_WHAT TO WORK ON_
Reproduce the items below with every occurrence of "instance" changed to "occurrence", leaving all other text unchanged.
— Begin RECORD SET —
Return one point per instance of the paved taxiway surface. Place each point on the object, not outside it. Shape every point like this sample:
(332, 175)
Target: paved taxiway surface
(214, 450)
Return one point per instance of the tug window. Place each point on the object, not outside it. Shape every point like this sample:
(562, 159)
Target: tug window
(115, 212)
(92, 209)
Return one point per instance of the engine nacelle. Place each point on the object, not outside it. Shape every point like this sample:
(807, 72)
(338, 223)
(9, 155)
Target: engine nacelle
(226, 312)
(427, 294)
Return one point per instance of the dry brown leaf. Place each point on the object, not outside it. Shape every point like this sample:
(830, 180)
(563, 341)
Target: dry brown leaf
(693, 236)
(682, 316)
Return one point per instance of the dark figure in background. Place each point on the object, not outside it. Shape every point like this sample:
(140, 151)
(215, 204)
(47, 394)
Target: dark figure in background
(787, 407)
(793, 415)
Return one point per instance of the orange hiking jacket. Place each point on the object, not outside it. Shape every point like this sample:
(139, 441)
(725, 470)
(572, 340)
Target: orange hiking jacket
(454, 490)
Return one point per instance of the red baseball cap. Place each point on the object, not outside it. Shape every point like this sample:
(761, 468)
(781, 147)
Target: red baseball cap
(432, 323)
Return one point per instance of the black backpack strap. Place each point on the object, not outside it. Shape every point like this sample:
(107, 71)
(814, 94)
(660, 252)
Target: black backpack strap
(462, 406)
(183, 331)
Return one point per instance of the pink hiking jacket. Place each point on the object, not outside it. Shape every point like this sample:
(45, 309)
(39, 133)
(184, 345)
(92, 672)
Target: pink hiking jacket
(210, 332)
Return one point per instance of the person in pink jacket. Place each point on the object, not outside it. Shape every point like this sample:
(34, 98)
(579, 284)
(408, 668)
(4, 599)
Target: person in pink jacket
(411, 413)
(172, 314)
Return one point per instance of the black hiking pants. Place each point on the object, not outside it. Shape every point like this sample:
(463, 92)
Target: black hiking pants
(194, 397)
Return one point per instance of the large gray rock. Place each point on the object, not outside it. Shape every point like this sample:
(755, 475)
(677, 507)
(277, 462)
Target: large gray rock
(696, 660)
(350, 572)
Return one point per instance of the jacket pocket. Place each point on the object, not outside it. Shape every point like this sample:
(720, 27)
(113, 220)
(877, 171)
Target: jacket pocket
— End RECORD SET —
_ANSWER TO THE PROBLEM_
Return one point per occurrence of the paved taxiway surface. Place each point on the object, not outside it. Shape every point like this sample:
(332, 175)
Target: paved taxiway surface
(214, 450)
Return one point per occurrence of the tug window. Place each point on the object, not outside it. Shape every point like this sample:
(562, 159)
Target: tug window
(115, 212)
(92, 209)
Return one point per occurrence of the engine nacelle. Place each point on the object, not outside it. Shape every point like this sample:
(807, 72)
(338, 223)
(9, 155)
Target: engine nacelle
(226, 312)
(427, 294)
Return one point per occurrence of the dry brown leaf. Place each point on the object, not outside it. Shape every point like this sample:
(830, 180)
(563, 341)
Target: dry brown leaf
(693, 236)
(682, 316)
Return one point per occurrence of the dark figure in background. Place each point on the object, not outside it. Shape every point like this sample:
(140, 151)
(215, 204)
(47, 394)
Target: dark figure in background
(787, 407)
(793, 415)
Return one point per occurrence of the orange hiking jacket. Place each point on the object, not outside it. Shape every point like this sample:
(139, 441)
(725, 470)
(572, 340)
Target: orange hiking jacket
(454, 490)
Return one point per occurrence of the red baseball cap. Place each point on the object, not outside it. Shape every point like this sample:
(761, 468)
(781, 147)
Target: red baseball cap
(432, 323)
Return one point per occurrence of the black backpack strap. Place each point on the object, not outside it. Shape every point like this sample:
(107, 71)
(814, 94)
(660, 252)
Target: black backpack strap
(462, 406)
(183, 331)
Return one point per occurrence of the pink hiking jacket. Place each point on the object, not outside it. Shape every point like this sample:
(45, 309)
(39, 133)
(184, 345)
(92, 672)
Target: pink hiking jacket
(210, 332)
Return one point per occurrence of the person in pink jacket. Place each point on the object, not outside it. Shape every point like this sample:
(34, 98)
(579, 284)
(408, 668)
(4, 599)
Target: person in pink jacket
(411, 413)
(172, 314)
Return one point per occurrence of the black hiking pants. Place each point on the object, not outside it. Shape every point like this sample:
(463, 92)
Target: black hiking pants
(194, 397)
Return one point per occurrence of the large gray rock. Place each point on the object, not outside it. Shape every point like this sample:
(755, 475)
(677, 507)
(277, 462)
Target: large gray rock
(696, 660)
(350, 572)
Return one point per occurrence of the jacket pocket. Place each point on the object, not outside it. Shape every point like this sample:
(720, 27)
(113, 220)
(877, 171)
Target: jacket pocket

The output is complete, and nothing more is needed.